Nasib Menkeu Afghanistan, Kabur ke AS Hidup Jadi Sopir Taksi Online

Nasib Menkeu Afghanistan, Kabur ke AS Hidup Jadi Sopir Taksi Online

Nasional | law-justice.co | Senin, 21 Maret 2022 - 12:20
share

Hingga musim panas tahun lalu, Khalid Payenda masih menjabat sebagai Menteri Keuangan (Menkeu) Afghanistan dan mengawasi anggaran sebesar US$ 6 miliar (Rp 86 triliun). Kini, tujuh bulan usai Kabul jatuh ke Taliban, Payenda mengemudikan kendaraannya menjadi sopir taksi online di Amerika Serikat (AS).

Entri data tersimpan:

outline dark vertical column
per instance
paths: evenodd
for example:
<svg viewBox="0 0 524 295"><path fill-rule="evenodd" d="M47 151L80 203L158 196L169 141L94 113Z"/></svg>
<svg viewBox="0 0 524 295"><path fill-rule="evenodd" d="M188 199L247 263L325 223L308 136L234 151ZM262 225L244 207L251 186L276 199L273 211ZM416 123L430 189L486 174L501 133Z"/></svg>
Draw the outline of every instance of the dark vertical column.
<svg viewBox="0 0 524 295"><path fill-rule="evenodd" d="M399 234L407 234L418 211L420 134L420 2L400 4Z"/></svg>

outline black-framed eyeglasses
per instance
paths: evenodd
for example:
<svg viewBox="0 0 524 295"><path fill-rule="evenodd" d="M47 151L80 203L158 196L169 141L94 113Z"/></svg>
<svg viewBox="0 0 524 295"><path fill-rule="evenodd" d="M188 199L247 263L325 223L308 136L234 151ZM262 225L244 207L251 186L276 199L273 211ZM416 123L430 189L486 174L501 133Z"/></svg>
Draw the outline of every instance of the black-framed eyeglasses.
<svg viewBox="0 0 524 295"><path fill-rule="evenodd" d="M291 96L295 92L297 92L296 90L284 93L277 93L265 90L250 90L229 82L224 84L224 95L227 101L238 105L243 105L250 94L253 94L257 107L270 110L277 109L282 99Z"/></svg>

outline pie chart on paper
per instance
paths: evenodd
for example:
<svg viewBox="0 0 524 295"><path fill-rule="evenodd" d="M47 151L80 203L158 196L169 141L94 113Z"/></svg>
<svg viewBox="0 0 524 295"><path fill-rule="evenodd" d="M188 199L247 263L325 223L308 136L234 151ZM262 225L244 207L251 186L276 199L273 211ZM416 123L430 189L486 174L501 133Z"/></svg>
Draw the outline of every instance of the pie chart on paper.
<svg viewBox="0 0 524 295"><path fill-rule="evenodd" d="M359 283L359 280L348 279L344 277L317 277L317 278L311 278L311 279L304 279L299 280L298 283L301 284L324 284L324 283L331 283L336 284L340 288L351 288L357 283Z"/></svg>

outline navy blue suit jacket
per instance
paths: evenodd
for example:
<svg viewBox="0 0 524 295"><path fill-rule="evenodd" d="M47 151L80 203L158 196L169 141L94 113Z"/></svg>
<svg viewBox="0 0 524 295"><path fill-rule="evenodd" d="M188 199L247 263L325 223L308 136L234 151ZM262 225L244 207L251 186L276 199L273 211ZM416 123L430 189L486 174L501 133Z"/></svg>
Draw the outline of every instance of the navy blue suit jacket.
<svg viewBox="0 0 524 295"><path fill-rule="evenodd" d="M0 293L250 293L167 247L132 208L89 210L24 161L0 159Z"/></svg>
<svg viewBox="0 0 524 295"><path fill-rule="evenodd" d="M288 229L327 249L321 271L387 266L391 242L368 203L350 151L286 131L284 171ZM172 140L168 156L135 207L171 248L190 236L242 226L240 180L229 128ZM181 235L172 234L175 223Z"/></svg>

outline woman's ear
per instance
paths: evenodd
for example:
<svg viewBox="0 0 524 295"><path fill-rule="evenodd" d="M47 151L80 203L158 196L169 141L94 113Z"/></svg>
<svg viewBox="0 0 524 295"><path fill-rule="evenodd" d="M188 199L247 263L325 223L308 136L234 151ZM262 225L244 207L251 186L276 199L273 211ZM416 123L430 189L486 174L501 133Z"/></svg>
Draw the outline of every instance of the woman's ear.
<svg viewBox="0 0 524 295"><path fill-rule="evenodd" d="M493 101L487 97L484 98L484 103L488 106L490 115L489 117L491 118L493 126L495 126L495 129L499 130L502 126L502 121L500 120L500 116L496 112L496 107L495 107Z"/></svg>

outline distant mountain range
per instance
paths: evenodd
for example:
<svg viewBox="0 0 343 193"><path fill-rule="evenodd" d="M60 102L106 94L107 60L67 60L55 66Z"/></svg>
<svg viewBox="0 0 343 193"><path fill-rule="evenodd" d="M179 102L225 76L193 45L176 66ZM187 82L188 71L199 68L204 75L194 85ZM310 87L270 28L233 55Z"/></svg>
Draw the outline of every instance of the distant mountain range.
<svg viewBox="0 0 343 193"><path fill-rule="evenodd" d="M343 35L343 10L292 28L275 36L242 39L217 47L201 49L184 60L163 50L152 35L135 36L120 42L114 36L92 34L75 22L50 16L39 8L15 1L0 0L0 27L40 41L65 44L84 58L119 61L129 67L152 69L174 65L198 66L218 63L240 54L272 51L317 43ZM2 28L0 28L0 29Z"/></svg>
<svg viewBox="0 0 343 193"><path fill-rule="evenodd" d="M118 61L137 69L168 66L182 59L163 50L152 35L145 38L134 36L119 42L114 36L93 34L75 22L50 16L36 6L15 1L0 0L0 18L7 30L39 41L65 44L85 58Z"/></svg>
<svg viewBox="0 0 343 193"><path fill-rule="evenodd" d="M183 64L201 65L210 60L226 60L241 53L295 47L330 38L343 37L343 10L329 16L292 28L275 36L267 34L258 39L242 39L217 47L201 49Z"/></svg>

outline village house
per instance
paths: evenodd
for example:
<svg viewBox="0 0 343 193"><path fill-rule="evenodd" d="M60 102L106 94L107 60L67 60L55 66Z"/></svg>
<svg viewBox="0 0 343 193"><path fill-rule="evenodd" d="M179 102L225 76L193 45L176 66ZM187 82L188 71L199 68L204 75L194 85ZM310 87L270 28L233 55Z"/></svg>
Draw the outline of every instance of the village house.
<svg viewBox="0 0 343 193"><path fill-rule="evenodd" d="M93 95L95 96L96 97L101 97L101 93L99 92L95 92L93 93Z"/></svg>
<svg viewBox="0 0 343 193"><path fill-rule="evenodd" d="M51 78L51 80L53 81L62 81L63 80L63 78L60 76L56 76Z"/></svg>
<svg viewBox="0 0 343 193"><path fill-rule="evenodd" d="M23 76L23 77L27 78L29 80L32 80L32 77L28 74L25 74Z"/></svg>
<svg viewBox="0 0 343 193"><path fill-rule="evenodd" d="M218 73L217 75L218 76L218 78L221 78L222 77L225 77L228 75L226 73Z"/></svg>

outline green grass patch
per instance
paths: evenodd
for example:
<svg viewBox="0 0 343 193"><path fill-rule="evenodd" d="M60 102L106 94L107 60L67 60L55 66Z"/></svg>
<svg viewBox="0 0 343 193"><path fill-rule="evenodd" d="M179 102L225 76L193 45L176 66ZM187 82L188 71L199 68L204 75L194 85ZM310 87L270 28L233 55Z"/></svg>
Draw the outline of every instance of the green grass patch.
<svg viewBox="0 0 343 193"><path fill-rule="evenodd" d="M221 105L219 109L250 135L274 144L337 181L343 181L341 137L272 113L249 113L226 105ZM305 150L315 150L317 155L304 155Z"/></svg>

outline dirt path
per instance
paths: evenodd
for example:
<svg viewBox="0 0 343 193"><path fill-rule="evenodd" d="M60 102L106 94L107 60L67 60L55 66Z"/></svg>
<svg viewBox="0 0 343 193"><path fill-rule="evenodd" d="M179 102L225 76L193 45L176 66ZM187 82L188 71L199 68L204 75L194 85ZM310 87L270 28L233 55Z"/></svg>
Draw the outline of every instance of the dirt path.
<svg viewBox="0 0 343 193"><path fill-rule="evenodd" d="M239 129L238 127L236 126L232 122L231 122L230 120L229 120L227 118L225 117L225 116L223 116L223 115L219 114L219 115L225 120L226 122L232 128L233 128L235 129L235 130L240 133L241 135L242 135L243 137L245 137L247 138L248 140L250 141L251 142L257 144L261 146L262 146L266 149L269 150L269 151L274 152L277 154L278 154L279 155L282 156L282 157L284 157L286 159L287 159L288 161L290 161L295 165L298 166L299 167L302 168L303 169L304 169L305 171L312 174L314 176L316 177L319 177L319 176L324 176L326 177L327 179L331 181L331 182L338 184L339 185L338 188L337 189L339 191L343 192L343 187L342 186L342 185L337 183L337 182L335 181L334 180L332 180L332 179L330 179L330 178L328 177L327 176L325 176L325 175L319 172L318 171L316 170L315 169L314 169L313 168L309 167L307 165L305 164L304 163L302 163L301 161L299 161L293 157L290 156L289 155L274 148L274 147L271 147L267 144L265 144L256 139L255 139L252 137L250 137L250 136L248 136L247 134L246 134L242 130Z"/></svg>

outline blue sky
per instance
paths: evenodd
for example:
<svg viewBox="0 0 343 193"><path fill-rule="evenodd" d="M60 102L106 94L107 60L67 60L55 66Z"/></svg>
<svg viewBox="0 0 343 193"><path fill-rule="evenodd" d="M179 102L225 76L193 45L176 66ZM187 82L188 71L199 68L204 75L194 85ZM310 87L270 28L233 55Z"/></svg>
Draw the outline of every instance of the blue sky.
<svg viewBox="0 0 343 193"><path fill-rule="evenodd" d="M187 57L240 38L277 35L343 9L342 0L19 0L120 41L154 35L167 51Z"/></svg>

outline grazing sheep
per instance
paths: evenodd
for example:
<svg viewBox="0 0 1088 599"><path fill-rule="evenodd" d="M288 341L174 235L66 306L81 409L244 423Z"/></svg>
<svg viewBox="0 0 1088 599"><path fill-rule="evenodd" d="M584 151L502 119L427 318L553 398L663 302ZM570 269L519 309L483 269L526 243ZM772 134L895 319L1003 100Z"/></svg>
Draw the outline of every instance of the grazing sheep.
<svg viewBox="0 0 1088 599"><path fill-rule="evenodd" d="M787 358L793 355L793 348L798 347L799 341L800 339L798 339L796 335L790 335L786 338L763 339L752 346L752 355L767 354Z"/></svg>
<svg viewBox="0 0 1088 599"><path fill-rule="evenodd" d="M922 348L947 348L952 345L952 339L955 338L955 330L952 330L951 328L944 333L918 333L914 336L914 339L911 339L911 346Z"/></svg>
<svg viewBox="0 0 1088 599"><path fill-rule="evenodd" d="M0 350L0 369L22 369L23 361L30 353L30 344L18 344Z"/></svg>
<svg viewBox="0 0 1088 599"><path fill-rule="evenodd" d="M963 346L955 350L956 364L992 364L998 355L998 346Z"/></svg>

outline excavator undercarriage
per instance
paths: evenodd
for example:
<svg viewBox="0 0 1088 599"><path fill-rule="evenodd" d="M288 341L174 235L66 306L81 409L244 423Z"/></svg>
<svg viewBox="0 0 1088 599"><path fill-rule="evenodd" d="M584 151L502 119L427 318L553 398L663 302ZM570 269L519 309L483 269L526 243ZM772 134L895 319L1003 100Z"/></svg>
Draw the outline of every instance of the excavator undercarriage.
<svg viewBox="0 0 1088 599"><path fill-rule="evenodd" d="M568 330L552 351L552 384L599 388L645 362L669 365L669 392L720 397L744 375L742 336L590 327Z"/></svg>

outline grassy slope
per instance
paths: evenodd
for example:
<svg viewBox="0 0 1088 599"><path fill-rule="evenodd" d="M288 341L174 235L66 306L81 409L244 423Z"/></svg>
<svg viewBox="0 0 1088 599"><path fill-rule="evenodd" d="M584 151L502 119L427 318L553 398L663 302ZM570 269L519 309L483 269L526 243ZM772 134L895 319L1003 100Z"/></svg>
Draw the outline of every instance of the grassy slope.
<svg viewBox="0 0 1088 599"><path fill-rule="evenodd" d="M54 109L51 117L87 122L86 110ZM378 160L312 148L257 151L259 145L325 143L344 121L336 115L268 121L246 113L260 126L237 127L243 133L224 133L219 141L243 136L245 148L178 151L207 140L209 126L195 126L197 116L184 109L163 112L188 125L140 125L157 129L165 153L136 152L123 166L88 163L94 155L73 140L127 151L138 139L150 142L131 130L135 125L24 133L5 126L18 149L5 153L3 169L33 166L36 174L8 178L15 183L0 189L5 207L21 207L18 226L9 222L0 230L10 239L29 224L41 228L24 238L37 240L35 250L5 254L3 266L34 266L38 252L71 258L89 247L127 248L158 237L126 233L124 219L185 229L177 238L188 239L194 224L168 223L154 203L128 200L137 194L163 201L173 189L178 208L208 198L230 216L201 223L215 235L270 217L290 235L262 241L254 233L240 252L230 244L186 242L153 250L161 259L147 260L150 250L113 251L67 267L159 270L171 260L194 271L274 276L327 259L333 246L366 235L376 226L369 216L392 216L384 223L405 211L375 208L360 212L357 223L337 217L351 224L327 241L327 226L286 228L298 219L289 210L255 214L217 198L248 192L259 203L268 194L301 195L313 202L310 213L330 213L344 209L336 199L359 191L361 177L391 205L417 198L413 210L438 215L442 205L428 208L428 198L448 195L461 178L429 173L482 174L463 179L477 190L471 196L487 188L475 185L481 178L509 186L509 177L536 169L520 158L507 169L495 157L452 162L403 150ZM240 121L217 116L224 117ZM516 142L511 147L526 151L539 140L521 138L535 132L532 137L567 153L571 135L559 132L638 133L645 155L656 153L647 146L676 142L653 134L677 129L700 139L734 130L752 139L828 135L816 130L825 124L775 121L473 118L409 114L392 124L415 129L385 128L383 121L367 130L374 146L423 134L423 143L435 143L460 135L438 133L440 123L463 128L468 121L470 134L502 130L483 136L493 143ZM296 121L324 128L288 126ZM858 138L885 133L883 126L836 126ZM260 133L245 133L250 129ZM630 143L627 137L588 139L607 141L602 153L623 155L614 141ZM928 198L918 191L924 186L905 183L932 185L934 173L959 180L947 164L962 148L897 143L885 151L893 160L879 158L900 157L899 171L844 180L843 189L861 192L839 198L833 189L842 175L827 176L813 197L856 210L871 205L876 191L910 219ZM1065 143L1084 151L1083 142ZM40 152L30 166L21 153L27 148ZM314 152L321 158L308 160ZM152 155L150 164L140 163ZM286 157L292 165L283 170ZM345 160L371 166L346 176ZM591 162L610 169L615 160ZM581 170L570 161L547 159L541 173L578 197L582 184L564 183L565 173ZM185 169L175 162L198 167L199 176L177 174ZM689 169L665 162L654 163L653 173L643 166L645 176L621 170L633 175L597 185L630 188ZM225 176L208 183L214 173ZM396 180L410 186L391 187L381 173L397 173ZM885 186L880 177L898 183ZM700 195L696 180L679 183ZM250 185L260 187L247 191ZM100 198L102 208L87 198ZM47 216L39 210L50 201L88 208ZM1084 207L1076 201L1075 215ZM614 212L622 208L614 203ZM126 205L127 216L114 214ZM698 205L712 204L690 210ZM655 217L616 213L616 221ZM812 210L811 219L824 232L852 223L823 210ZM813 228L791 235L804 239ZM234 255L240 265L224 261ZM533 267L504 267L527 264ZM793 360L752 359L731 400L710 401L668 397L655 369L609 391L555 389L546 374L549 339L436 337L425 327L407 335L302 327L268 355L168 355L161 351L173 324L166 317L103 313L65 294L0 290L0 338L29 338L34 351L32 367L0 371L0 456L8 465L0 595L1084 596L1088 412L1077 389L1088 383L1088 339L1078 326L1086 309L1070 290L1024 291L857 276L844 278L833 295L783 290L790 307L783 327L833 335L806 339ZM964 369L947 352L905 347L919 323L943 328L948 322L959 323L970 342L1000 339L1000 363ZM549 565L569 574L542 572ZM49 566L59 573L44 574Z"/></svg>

**DAFTAR TUGAS**
a) Kutip bagian berita tentang Khalid Payenda, dimulai dari "Nasional | law-justice.co" dan berakhir pada "Amerika Serikat (AS).".
b) Jawab pertanyaan berikut berdasarkan berita tentang Khalid Payenda.
(i) Di situs apa berita ini dimuat?
(ii) Berapa besar anggaran yang diawasi Payenda saat menjabat Menteri Keuangan?
(iii) Apa pekerjaan Payenda sekarang di Amerika Serikat?
c) Tuliskan lanjutan berita tentang Khalid Payenda setelah kalimat terakhirnya.

**JAWABAN LATIHAN**
a)
Nasional | law-justice.co | Senin, 21 Maret 2022 - 12:20
share

Hingga musim panas tahun lalu, Khalid Payenda masih menjabat sebagai Menteri Keuangan (Menkeu) Afghanistan dan mengawasi anggaran sebesar US$ 6 miliar (Rp 86 triliun). Kini, tujuh bulan usai Kabul jatuh ke Taliban, Payenda mengemudikan kendaraannya menjadi sopir taksi online di Amerika Serikat (AS).

b)
(i) law-justice.co
(ii) US$ 6 miliar (Rp 86 triliun)
(iii) Sopir taksi online

c)
Seperti dilansir media terkemuka AS, The Washington Post, Senin (21/3/2022), Payenda mengundurkan diri dari jabatannya sebagai Menkeu sepekan sebelum Taliban menguasai Kabul tahun lalu. Saat itu, mantan Presiden Afghanistan Ashraf Ghani menegurnya dalam rapat publik dan kemudian mencelanya secara privat atas kegagalan Kementerian Keuangan untuk melakukan pembayaran relatif kecil ke sebuah perusahaan Lebanon.

Payenda menuturkan saat itu dia tidak berpikir pemerintahan Afghanistan akan jatuh, namun dia merasa telah kehilangan kepercayaan presiden. Dia mengaku khawatir jika Presiden Ghani menangkap dirinya dengan dakwaan palsu, oleh karena itu dia terbang ke AS menyusul istri dan anak-anaknya yang terlebih dulu mengungsi.

Saat ini, Payenda tinggal bersama keluarganya di Woodbridge, Virginia, AS, dan harus bekerja sebagai sopir Uber. Keberhasilannya kini diukur dalam ratusan dolar, bukan lagi miliaran dolar.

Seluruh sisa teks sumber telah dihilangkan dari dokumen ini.